WHAT IS EXPECTED.
Omit the pictures, please, and give each record below again exactly.

(Dataset entries)
%%

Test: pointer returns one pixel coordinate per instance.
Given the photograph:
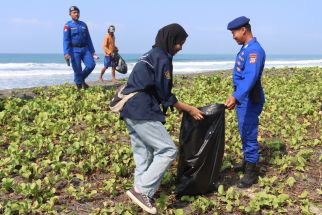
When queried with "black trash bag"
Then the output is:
(201, 151)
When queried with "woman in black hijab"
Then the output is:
(152, 147)
(169, 36)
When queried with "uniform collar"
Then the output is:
(250, 42)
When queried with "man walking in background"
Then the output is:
(248, 97)
(109, 49)
(78, 47)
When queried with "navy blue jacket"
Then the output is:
(248, 70)
(152, 77)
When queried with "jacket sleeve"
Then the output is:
(251, 74)
(66, 39)
(89, 41)
(163, 83)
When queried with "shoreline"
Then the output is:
(27, 93)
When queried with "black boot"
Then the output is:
(85, 86)
(79, 87)
(240, 167)
(250, 177)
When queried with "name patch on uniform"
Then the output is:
(252, 58)
(167, 75)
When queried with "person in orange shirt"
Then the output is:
(109, 49)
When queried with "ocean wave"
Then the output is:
(8, 70)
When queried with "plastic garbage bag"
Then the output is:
(201, 151)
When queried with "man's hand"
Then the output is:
(193, 111)
(230, 103)
(67, 57)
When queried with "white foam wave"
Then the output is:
(14, 70)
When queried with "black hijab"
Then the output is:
(169, 36)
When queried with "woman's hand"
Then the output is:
(193, 111)
(196, 113)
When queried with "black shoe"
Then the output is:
(85, 86)
(79, 87)
(142, 200)
(240, 167)
(250, 177)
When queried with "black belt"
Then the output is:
(78, 45)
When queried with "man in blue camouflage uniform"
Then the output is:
(78, 47)
(248, 97)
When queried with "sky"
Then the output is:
(281, 26)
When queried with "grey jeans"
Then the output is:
(153, 151)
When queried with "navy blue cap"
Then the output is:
(72, 8)
(238, 23)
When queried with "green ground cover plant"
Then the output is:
(64, 152)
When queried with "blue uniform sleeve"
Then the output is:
(251, 74)
(163, 82)
(66, 39)
(89, 41)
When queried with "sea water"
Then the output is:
(31, 70)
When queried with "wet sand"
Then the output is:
(27, 93)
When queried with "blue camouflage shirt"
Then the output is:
(248, 70)
(152, 77)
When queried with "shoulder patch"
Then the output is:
(252, 58)
(167, 75)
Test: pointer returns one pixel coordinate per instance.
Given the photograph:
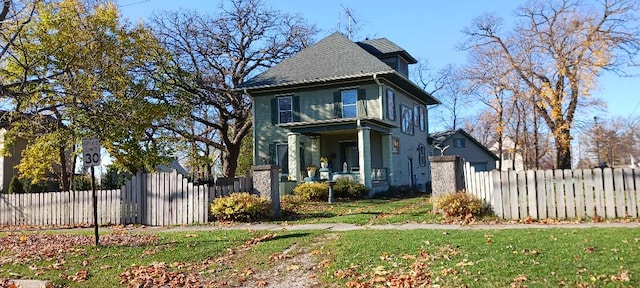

%%

COMPLETED TASK.
Test: pointer returns one pixel coordinate per instance.
Given the photograph:
When queried with "black trash bag"
Then the output is:
(201, 151)
When queried with "woman in black hijab"
Then the output is:
(152, 147)
(169, 36)
When queried with "uniform collar"
Then the output is:
(250, 42)
When queried with "man walking in background"
Then the output is:
(248, 97)
(109, 49)
(78, 47)
When queried with "navy blue jacket"
Then the output is:
(248, 70)
(152, 77)
When queried with "jacket sleeve"
Then the output is:
(251, 74)
(66, 39)
(89, 41)
(163, 83)
When queried with "shoreline"
Then the output is:
(27, 93)
When queried with "black boot"
Then the output is:
(85, 86)
(79, 87)
(240, 167)
(250, 177)
When queried with "name patch on uniform"
Then the output is:
(252, 58)
(167, 75)
When queried with "person in orange shirt"
Then the output is:
(109, 49)
When queried with "ocean wave"
Then the output is:
(8, 70)
When queried with "plastic garbage bag"
Then the output is:
(201, 151)
When queried with "man's hand"
Then the output is:
(193, 111)
(230, 103)
(67, 57)
When queried with "white foam wave"
Then the output is:
(14, 70)
When queried with "black hijab"
Then the output is:
(169, 36)
When queried with "woman's hand"
Then the output is:
(193, 111)
(196, 113)
When queried with "black shoe"
Then the output is:
(85, 86)
(79, 87)
(142, 200)
(240, 167)
(250, 177)
When queried with "black belt"
Then the output is:
(78, 45)
When queried with "man in blue camouflage uniform"
Then the output is:
(78, 47)
(248, 97)
When queried with "sky"
Then the output is:
(281, 26)
When queried with "grey jeans"
Then the output is:
(153, 151)
When queried with "navy blue cap"
Then the output is:
(72, 8)
(238, 23)
When queried with "green ground cover plant"
Then the output is:
(64, 152)
When queried with "blue uniform sleeve"
Then the output is:
(251, 74)
(163, 82)
(66, 39)
(89, 41)
When queried with "sea water"
Then the output is:
(31, 70)
When queried with "wet sand"
Then the output is:
(27, 93)
When queried with "blue camouflage shirt"
Then the output is:
(248, 70)
(152, 77)
When queried with "shoulder patch"
Then the output is:
(252, 58)
(167, 75)
Test: pointer returns one pixel coordinate per instance.
Given the photograph:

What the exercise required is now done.